| REQUEST |
Return, word for word, only the lines from the one containing "the green foliage" through the last line of the entries.

| DATA RECORDS |
---*---
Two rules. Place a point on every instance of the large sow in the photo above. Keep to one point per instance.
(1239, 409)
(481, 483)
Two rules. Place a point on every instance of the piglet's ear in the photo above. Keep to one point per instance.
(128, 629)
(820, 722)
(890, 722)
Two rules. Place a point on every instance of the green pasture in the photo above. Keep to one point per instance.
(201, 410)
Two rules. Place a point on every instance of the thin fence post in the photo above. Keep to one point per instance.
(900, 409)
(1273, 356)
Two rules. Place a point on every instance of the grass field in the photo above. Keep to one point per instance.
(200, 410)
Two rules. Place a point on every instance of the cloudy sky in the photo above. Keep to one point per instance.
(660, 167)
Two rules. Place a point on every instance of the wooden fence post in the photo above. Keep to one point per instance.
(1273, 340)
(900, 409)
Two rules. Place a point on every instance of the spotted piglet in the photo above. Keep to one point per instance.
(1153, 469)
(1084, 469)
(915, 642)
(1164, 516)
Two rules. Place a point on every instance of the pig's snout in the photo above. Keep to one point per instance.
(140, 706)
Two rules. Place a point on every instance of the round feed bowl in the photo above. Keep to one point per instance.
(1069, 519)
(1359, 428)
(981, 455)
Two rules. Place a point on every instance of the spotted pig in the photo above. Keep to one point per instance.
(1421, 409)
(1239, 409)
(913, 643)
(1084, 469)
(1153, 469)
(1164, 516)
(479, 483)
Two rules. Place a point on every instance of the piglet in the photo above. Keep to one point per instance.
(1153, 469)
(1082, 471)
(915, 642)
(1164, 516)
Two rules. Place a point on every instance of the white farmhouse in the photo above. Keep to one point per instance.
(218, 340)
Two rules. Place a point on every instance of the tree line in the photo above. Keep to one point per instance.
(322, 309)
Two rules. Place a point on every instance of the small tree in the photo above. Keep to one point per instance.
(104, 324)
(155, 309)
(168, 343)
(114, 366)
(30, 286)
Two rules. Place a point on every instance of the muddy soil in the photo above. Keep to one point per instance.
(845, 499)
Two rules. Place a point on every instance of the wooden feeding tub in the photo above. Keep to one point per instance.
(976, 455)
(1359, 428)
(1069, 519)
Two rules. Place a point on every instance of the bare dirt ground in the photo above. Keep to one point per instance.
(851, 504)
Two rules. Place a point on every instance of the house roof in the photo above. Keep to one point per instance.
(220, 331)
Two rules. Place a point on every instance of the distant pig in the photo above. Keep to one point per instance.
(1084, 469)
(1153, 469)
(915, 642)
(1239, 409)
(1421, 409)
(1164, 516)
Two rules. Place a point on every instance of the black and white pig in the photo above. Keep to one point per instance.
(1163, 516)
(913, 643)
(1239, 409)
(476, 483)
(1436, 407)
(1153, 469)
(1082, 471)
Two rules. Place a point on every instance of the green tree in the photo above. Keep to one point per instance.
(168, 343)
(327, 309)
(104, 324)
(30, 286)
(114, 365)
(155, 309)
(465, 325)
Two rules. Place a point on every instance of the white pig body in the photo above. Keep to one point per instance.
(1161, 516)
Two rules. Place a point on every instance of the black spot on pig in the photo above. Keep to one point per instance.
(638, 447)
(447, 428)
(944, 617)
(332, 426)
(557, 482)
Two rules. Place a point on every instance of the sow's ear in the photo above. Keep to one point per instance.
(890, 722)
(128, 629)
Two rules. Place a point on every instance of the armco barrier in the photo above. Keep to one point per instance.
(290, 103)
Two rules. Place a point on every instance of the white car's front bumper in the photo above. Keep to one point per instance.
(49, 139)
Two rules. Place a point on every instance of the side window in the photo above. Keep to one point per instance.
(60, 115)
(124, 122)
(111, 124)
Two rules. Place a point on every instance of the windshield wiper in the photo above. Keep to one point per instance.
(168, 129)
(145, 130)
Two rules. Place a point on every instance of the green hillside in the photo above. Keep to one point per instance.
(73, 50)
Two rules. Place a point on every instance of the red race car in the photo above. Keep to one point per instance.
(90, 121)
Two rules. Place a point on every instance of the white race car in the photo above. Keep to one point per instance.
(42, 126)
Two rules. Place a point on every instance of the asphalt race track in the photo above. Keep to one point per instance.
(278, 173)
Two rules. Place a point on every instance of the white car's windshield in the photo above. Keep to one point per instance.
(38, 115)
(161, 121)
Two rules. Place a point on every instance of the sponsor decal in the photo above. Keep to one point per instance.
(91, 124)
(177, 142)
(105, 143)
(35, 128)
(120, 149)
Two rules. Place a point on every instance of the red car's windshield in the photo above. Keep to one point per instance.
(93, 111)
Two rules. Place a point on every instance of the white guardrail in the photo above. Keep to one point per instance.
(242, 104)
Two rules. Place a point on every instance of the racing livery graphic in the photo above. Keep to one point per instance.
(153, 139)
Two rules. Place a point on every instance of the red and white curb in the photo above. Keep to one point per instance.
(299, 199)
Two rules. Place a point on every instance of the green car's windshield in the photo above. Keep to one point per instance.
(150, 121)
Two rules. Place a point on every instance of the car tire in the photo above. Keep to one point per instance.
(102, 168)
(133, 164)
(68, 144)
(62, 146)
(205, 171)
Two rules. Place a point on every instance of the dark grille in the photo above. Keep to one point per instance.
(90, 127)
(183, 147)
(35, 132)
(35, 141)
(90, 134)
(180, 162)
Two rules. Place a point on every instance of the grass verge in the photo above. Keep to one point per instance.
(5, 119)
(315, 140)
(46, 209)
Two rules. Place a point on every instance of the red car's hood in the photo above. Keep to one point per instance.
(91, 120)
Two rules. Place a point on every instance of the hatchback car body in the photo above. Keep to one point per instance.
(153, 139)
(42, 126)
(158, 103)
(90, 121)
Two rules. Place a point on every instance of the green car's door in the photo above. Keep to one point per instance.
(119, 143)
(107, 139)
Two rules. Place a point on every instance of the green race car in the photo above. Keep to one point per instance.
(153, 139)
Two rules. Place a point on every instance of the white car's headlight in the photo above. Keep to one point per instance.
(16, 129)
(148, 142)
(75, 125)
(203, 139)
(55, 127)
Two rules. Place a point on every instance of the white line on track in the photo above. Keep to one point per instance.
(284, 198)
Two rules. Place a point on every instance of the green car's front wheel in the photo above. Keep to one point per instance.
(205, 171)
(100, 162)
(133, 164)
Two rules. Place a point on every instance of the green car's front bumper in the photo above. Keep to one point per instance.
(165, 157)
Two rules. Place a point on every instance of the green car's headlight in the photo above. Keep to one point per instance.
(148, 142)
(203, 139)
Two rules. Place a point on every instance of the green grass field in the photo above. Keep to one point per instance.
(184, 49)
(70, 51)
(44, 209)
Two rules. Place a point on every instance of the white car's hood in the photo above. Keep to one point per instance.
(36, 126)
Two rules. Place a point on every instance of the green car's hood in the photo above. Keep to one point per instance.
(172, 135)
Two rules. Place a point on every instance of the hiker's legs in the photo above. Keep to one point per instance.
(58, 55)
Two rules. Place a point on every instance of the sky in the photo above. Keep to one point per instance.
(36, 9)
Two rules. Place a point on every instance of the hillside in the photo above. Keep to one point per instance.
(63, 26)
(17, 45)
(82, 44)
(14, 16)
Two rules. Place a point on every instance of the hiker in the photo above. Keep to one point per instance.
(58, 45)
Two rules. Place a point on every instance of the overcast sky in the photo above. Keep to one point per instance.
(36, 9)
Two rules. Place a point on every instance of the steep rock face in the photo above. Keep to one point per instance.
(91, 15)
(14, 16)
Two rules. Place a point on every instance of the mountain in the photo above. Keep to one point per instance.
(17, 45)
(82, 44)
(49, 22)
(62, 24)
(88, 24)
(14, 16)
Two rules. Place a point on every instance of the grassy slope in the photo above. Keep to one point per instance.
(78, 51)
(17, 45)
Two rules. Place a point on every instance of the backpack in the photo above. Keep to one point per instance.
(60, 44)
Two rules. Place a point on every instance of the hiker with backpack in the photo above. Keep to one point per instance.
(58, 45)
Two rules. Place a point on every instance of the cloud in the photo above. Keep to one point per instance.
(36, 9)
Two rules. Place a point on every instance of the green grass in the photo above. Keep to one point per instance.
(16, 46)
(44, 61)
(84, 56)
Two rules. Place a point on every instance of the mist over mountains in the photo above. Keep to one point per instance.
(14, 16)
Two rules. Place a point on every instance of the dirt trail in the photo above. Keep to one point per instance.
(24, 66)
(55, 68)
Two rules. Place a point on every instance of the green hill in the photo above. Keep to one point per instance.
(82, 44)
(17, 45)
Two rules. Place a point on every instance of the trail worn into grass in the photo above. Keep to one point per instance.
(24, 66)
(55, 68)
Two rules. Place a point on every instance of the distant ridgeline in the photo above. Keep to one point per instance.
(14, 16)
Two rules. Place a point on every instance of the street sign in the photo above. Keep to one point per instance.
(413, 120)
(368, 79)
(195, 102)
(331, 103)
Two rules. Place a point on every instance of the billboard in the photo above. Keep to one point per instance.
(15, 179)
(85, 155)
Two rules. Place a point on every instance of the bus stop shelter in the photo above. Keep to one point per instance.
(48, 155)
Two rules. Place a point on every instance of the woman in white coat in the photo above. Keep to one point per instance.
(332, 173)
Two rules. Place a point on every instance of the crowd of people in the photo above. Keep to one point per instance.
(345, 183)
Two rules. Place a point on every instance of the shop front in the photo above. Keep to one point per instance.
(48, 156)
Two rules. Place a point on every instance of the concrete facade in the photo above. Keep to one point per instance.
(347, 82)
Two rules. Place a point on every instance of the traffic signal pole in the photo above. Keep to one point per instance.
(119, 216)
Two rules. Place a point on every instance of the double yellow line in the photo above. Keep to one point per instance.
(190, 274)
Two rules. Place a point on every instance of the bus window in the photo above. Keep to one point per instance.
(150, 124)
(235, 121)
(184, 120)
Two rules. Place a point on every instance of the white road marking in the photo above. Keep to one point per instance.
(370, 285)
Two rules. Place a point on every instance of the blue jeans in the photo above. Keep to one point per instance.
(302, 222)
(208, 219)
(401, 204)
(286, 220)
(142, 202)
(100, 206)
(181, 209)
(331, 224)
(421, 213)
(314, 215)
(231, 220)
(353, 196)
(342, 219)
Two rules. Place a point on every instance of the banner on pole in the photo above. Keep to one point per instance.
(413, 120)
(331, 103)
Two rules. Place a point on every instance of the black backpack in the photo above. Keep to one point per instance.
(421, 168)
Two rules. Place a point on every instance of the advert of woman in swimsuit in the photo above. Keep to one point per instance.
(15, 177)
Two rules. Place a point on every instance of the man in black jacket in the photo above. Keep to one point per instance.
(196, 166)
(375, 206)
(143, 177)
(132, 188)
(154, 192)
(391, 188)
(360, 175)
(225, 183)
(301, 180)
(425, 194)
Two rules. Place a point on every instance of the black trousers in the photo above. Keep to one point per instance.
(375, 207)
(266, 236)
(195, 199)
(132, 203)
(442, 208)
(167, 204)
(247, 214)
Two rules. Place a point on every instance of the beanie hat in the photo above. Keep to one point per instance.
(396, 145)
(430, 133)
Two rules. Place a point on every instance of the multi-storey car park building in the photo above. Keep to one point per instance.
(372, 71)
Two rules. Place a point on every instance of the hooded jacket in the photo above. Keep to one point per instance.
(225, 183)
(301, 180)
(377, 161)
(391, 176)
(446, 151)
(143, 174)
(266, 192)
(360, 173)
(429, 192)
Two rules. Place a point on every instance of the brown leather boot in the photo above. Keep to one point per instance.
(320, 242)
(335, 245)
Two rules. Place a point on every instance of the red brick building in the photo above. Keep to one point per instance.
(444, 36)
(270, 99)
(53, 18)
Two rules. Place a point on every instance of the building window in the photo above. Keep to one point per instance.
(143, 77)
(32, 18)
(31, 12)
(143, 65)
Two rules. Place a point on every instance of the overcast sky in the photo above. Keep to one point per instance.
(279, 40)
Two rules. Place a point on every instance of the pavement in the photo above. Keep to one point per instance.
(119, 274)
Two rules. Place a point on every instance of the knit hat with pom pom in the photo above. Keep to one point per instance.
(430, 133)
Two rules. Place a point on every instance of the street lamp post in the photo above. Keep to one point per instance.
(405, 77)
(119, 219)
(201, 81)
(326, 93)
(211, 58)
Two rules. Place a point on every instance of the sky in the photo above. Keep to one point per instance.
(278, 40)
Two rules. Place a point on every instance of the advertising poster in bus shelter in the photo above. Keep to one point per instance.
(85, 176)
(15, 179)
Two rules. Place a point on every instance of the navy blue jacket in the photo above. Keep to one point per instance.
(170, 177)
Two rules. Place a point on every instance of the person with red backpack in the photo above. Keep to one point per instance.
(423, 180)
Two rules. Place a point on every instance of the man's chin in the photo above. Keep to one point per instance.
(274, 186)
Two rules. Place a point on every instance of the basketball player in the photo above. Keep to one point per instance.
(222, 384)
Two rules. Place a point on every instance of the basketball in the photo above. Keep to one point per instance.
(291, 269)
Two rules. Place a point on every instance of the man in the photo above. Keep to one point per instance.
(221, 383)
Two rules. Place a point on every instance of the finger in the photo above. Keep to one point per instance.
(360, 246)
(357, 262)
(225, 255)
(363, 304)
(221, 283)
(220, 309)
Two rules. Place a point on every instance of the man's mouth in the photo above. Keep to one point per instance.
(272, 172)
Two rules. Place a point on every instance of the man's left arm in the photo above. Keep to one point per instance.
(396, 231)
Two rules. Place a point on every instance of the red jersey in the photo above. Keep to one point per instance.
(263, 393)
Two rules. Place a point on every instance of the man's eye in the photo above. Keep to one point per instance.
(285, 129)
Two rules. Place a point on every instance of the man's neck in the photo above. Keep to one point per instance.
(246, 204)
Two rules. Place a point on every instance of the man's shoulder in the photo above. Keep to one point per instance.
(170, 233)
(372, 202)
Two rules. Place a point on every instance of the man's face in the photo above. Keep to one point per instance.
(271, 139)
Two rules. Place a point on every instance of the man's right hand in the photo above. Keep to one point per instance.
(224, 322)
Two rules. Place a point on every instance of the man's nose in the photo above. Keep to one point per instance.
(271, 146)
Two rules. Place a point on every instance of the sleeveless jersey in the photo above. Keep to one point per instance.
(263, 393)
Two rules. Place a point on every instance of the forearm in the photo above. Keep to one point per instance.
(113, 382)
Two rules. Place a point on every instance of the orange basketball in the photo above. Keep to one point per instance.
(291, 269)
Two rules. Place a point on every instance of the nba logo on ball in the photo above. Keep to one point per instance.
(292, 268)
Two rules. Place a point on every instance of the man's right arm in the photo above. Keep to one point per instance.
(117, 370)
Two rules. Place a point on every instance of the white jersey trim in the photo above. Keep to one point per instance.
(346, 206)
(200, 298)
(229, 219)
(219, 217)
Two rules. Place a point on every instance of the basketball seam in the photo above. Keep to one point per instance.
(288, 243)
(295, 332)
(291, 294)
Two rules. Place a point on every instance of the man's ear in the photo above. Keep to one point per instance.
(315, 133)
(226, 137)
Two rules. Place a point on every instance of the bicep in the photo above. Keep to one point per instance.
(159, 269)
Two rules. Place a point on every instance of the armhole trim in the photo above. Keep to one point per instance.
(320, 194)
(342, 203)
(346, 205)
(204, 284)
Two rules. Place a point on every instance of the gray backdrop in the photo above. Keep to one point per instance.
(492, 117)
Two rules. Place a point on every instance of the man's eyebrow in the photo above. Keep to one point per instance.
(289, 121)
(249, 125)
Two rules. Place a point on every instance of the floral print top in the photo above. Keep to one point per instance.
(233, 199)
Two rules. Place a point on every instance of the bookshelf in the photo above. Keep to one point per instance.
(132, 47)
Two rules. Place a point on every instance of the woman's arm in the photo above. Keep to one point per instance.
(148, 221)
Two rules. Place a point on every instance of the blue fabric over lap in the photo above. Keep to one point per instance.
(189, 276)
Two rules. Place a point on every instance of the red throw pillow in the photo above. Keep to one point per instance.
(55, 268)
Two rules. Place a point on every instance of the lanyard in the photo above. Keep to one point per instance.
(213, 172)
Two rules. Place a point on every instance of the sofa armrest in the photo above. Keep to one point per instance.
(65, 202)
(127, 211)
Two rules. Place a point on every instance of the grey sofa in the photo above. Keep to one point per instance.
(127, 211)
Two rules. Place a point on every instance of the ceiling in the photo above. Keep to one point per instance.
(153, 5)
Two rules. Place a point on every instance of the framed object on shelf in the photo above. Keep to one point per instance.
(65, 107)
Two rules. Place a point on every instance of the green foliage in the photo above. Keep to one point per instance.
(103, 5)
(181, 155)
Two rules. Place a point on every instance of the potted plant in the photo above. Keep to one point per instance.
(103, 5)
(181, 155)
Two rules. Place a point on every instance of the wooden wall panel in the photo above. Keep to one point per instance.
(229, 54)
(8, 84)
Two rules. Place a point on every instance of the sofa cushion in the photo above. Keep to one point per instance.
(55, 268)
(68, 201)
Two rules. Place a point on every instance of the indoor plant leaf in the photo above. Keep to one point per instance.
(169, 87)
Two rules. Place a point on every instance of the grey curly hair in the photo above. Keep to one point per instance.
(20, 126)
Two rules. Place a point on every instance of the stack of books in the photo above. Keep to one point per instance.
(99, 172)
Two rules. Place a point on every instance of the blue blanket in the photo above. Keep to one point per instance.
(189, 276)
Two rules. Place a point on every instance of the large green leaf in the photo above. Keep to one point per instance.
---*---
| EXERCISE SOLUTION |
Two rules. Place a point on every instance of the green foliage in the photo above. Keep to one point per instance.
(103, 5)
(181, 155)
Two rules. Place a point on every instance of the potted plant in the photo above. Keep to one point per instance.
(103, 5)
(181, 155)
Two rules. Place a point on every instance of the wooden wall panel in the photo above. Keep to one point per instance.
(229, 54)
(8, 84)
Two rules. Place a point on every instance of the sofa cushion in the photo above. Keep to one point per instance.
(55, 268)
(68, 201)
Two rules. Place a point on every instance of the indoor plant leaf in the photo above. Keep to one point per instance.
(169, 87)
Two rules. Place a point on every instance of the grey curly hair in the photo above. Keep to one point per instance.
(20, 126)
Two rules. Place a point on every instance of the stack of books in the photo above. Keep to one point per instance.
(99, 172)
Two rules. Place a point on every instance of the blue blanket in the photo above. Keep to one point per instance.
(189, 276)
Two rules. Place a point on every instance of the large green leaf in the photo above. Keep to one point per instance.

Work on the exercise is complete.